++++ Texto-fonte
É mais ou menos como aquele Brasil x França, da Copa de 2006. O Brasil, pentacampeão, considerado o melhor futebol do mundo, cheio de estrelas, pegava a França que, se não era tão recheada de craques, era certinha, mais organizada, e tinha Zidane e Henry. O que que deu? A nossa Seleção, apostando muito nas individualidades, viu os franceses jogarem um futebol de Brasil e acabou voltando pra casa mais cedo. "Orfeu", de 1999 tem um timaço, com Milton Gonçalves, Zezé Motta, o "galã" das novelas, naquele momento, Murilo Benício, o astro pop-reggae Toni Garrido, trilha de Caetano Veloso, e direção de nada menos que o lendário Cacá Diegues. O filme até não é mau mas carece de leveza, de encanto. É um filme pesado, duro. A atualização da peça de Vinícius de Moraes para um contexto atual, de bandidos, policiais, tiros, e outros elementos que fazem parte da realidade dos morros cariocas, deixa o filme um tanto carregado e carente de leveza. Nem as cantorias do Orfeu, Toni Garrido, são o suficiente para amenizar a rigidez do filme do diretor, cria do Cinema Novo e experiente em filmar nesse tipo de ambiente. 

"Orfeu do Carnaval", de 1959, produção francesa dirigida por Marcel Camus é pura magia! Tem, sim, toda a tensão da ameaça constante à acuada Eurídice, mas a atmosfera festiva, o tempo inteiro, num constante carnaval, o desenho dos personagens, de uma inocência saborosa, uma maior fidelidade ao texto da peça e, consequentemente ao espírito original de história, e o romantismo, mais natural e comprometido dos protagonistas, fazem da primeira versão algo mais prazeroso de se ver e admirar.
++++++++
* Exercícios:
1. De acordo com o texto-fonte, quem dirigiu "Orfeu do Carnaval", de 1959?
2. Localize nas entradas todas as linhas que contêm a palavra "slice" e copie cada uma delas.
As entradas a seguir não têm relação com o texto-fonte.
++++ Dados do exercício
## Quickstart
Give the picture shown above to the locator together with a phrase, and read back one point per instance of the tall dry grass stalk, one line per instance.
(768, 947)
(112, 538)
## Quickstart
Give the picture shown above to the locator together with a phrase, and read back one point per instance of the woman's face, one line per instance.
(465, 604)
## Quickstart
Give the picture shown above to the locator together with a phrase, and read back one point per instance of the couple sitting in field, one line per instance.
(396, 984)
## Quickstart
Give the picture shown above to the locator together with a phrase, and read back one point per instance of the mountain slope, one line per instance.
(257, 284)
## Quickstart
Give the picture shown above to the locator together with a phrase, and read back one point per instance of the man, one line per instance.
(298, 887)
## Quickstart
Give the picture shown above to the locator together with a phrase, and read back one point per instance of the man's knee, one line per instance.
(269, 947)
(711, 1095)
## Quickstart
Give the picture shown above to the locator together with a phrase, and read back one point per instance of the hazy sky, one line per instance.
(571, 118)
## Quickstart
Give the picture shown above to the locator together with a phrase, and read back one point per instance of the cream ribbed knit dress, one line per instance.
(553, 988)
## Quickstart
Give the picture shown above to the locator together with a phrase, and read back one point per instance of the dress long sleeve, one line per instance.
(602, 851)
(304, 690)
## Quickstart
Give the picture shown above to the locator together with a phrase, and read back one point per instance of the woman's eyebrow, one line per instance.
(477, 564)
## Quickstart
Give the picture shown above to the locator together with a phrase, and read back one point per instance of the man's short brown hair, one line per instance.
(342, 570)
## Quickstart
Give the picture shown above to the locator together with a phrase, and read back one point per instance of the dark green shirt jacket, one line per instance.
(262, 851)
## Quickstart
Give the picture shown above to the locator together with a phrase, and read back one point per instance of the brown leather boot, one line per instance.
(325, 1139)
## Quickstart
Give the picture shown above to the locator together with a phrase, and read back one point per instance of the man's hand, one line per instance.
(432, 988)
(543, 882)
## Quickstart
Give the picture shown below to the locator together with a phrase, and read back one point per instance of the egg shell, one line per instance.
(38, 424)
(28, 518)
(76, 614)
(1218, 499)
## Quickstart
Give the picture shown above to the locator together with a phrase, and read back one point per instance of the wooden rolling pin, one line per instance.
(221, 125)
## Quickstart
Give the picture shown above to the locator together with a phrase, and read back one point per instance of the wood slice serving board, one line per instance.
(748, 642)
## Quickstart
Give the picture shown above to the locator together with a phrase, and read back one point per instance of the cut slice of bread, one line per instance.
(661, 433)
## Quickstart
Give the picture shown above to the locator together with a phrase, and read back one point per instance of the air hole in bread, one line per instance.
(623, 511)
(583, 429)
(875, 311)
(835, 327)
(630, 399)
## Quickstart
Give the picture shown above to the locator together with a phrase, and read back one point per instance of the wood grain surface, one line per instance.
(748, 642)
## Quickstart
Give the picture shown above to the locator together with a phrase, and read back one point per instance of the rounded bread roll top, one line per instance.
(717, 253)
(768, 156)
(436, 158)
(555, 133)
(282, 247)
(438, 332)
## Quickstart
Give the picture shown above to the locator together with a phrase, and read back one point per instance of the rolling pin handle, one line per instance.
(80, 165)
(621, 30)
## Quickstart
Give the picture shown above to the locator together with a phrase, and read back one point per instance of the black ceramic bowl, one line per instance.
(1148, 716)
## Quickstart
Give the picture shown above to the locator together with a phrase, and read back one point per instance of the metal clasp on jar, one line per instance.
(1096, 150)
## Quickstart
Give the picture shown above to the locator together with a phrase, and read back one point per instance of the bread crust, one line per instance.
++++++++
* Respostas:
1. Marcel Camus.

2.
Give the picture shown above to the locator together with a phrase, and read back one point per instance of the wood slice serving board, one line per instance.
Give the picture shown above to the locator together with a phrase, and read back one point per instance of the cut slice of bread, one line per instance.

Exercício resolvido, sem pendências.